_Job:_
Please copy the rows below, substituting "Identify" for every "Locate" and keeping all other text the same.

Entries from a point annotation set
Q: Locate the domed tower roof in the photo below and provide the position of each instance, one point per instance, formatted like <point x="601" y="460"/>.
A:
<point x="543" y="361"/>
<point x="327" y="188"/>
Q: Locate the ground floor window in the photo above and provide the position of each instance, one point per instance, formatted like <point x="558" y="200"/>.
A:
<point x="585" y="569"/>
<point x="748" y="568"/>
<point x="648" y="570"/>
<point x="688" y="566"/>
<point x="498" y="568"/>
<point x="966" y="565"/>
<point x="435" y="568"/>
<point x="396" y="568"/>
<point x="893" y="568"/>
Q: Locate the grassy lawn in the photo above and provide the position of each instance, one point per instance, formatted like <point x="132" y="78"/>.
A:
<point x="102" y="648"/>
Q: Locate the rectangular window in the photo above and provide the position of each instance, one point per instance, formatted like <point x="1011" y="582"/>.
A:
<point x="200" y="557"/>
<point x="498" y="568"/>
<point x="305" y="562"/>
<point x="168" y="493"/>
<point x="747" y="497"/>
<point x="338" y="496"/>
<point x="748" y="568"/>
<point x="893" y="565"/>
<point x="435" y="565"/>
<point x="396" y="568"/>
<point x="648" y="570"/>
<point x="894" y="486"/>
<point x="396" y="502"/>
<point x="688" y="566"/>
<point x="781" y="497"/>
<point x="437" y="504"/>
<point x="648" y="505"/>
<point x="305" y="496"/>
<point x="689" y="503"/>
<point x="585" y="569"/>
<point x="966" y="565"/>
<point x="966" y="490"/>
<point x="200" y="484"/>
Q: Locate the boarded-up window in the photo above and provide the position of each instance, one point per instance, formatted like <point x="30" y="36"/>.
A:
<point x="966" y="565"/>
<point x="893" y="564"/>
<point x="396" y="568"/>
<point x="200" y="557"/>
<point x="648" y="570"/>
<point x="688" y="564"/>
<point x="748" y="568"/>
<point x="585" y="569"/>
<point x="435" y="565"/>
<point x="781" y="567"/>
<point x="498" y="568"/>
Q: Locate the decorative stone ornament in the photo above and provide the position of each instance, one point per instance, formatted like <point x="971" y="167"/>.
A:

_Solved problem:_
Q: Identify the domed tower roof in the photo below and provide the position of each instance, one point per instance, formatted like <point x="601" y="460"/>.
A:
<point x="543" y="361"/>
<point x="327" y="188"/>
Q: Identify the ground floor window in the photo above and provide the position of each instance, one point per instance, formatted like <point x="558" y="200"/>.
A:
<point x="585" y="569"/>
<point x="748" y="568"/>
<point x="648" y="570"/>
<point x="688" y="566"/>
<point x="498" y="568"/>
<point x="966" y="565"/>
<point x="435" y="568"/>
<point x="396" y="568"/>
<point x="893" y="568"/>
Q: Identify the grassy lawn in the photo above and provide the position of each instance, one point per instance, formatted like <point x="132" y="78"/>.
A:
<point x="102" y="648"/>
Q: Identify the rectangular window in the photo above and provide the position of each instance, one point per instance, formatted like <point x="1011" y="582"/>.
A:
<point x="200" y="557"/>
<point x="498" y="568"/>
<point x="305" y="562"/>
<point x="168" y="493"/>
<point x="747" y="497"/>
<point x="338" y="496"/>
<point x="748" y="568"/>
<point x="893" y="565"/>
<point x="435" y="565"/>
<point x="396" y="568"/>
<point x="648" y="570"/>
<point x="894" y="486"/>
<point x="396" y="502"/>
<point x="688" y="566"/>
<point x="781" y="497"/>
<point x="437" y="504"/>
<point x="648" y="505"/>
<point x="305" y="496"/>
<point x="689" y="503"/>
<point x="585" y="569"/>
<point x="966" y="565"/>
<point x="966" y="490"/>
<point x="200" y="484"/>
Q: Identify the boarded-up window in the photo above and provide the position of each instance, one point per instance, formatted like <point x="30" y="36"/>.
A:
<point x="966" y="565"/>
<point x="893" y="564"/>
<point x="396" y="568"/>
<point x="200" y="557"/>
<point x="648" y="570"/>
<point x="688" y="564"/>
<point x="748" y="568"/>
<point x="585" y="569"/>
<point x="435" y="565"/>
<point x="781" y="567"/>
<point x="498" y="568"/>
Q: Identify the decorative stone ornament in the photo above and provide the position of each instance, one point per instance, formatted like <point x="971" y="167"/>.
A:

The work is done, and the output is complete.